◆ Alıştırmanın Amacı ◆
Basın Yasası ve soruşturma gizliliği konulu metne göre aşağıdaki soruları yanıtlayınız:
(a) Ceza Muhakemeleri Usulü Yasası'ndaki değişiklik hangi dönemde yapılmıştır?
(b) Basın Yasası'ndaki değişiklik hangi tarihlidir?
(c) Yaygın süreli yayınlarda ve gazetelerde uygulanan para cezası en az ne kadardır?

◆ Belge Metni ◆
18 Ağustos'ta MİT mensubu Faik Meral hakkındaki dava da yasağı
ortadan kaldırıyor ve dosyaya aleniyet kazandırıyor.
Prof. Köksal Bayraktar'a göre, Ceza Muhakemeleri Usulü Yasası'nda
1980'lerde yapılan değişiklikle, 'ceza kovuşturmalarında gizlilik
kaldırılmış durumda, avukatların savunma adına dosyaya ulaşma
hakları bulunuyorsa kamu adına görev yapan gazeteciler de aynı
şekilde bilgi edinme hakkına sahiptirler.'
Avrupa İnsan Hakları Mahkemesi'nin de bu yönde kararları var.
Ancak Basın Yasası'nda 26 Haziran 2004 tarihli değişiklikle, kamu
davası açılıncaya kadar geçecek sürede soruşturmanın içeriğine
ilişkin belge yayımlanması halinde 2 milyar liradan 50 milyar
liraya kadar para cezası uygulanıyor. Yaygın süreli yayınlarda,
gazetelerde bu ceza 20 milyardan az olamıyor.

◆ Sağlanan Veriler ◆
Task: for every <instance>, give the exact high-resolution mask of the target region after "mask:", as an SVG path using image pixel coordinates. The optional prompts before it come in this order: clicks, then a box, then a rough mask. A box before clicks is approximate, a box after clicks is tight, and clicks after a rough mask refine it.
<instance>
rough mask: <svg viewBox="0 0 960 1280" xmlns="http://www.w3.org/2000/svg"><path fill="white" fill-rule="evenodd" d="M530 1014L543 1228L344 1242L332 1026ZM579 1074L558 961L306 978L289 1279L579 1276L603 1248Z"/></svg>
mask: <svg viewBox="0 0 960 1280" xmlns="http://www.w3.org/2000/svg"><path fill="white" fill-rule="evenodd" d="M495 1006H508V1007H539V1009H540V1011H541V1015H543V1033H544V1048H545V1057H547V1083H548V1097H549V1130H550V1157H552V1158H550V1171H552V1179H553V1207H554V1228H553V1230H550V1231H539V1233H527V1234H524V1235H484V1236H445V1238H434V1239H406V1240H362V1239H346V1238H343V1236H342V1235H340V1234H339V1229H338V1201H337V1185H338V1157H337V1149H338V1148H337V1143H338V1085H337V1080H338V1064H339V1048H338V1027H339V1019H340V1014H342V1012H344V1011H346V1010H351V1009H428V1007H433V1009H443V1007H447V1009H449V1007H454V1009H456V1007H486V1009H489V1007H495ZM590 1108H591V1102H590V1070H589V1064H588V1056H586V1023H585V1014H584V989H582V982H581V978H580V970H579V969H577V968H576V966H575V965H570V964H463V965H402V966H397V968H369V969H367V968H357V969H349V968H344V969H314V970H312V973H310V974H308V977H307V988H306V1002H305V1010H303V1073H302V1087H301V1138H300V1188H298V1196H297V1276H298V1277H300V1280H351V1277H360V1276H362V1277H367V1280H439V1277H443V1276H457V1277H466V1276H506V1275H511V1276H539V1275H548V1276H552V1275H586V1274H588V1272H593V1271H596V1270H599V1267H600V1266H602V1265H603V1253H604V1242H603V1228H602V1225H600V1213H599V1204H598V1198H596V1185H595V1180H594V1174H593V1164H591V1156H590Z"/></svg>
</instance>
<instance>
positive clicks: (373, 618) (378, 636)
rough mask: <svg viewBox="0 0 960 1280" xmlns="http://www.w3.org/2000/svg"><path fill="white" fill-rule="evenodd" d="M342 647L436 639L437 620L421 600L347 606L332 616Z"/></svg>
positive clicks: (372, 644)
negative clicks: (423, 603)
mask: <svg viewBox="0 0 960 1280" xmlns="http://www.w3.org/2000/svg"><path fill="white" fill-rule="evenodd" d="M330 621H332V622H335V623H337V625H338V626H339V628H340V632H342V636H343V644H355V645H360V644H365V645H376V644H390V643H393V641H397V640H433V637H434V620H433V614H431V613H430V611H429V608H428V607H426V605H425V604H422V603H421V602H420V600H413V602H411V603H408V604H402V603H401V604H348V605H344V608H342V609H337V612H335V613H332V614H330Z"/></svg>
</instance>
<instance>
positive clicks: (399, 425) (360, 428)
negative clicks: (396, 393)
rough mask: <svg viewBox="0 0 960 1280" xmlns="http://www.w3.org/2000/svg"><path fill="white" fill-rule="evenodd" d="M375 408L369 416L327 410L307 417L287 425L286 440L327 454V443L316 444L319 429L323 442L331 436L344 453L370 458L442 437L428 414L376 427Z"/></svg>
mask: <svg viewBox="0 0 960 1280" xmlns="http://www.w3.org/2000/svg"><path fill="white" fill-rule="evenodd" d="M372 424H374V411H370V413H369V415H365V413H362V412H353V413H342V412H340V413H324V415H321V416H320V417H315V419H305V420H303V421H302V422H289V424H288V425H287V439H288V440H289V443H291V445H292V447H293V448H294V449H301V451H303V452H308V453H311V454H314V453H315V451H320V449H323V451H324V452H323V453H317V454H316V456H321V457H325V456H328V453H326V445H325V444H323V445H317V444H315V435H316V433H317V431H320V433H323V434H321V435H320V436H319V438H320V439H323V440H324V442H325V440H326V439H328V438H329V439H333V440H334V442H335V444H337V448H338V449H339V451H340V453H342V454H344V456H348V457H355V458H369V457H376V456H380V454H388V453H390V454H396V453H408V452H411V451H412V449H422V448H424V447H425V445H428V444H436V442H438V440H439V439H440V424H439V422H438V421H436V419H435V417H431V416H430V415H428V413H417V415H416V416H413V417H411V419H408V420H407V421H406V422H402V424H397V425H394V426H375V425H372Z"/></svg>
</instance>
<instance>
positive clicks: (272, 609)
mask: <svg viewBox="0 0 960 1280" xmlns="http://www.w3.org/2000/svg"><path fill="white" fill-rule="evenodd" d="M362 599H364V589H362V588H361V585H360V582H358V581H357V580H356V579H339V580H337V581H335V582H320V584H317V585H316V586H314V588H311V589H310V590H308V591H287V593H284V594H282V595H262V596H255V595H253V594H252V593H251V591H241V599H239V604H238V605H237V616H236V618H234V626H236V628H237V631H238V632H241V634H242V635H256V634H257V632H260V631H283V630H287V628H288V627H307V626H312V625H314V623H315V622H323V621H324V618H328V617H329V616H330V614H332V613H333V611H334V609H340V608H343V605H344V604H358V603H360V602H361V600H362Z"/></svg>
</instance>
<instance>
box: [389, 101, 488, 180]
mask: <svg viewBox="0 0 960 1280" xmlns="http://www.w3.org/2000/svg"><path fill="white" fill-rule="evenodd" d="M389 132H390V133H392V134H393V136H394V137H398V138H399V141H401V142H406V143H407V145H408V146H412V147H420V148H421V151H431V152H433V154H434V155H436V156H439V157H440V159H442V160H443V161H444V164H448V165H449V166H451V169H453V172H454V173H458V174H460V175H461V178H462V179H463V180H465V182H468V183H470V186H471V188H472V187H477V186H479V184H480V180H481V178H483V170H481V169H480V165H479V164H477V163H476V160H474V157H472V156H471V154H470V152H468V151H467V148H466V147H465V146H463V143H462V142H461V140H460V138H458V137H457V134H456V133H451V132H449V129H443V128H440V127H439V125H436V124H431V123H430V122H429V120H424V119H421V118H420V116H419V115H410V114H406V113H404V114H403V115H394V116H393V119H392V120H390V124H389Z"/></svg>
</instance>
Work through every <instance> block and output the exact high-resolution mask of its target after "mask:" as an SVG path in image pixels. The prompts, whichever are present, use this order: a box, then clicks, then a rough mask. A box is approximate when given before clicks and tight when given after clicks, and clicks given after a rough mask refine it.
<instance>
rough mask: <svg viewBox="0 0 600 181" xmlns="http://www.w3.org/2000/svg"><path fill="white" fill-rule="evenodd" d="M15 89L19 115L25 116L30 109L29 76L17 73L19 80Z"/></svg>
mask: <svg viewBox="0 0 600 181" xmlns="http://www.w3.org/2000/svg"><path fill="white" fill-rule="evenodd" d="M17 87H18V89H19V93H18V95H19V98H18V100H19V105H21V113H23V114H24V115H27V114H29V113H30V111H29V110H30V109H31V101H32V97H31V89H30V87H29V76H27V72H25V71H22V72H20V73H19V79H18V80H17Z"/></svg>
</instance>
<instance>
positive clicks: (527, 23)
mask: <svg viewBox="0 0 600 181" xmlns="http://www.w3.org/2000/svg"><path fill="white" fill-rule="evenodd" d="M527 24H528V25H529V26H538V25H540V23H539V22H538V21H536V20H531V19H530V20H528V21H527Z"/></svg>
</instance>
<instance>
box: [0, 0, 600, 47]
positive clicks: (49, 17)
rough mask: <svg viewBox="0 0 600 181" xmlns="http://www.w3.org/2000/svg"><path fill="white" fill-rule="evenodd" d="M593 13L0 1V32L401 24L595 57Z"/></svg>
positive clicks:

◆ Yazılı Yanıt ◆
(a) 1980'lerde.
(b) 26 Haziran 2004.
(c) 20 milyar lira.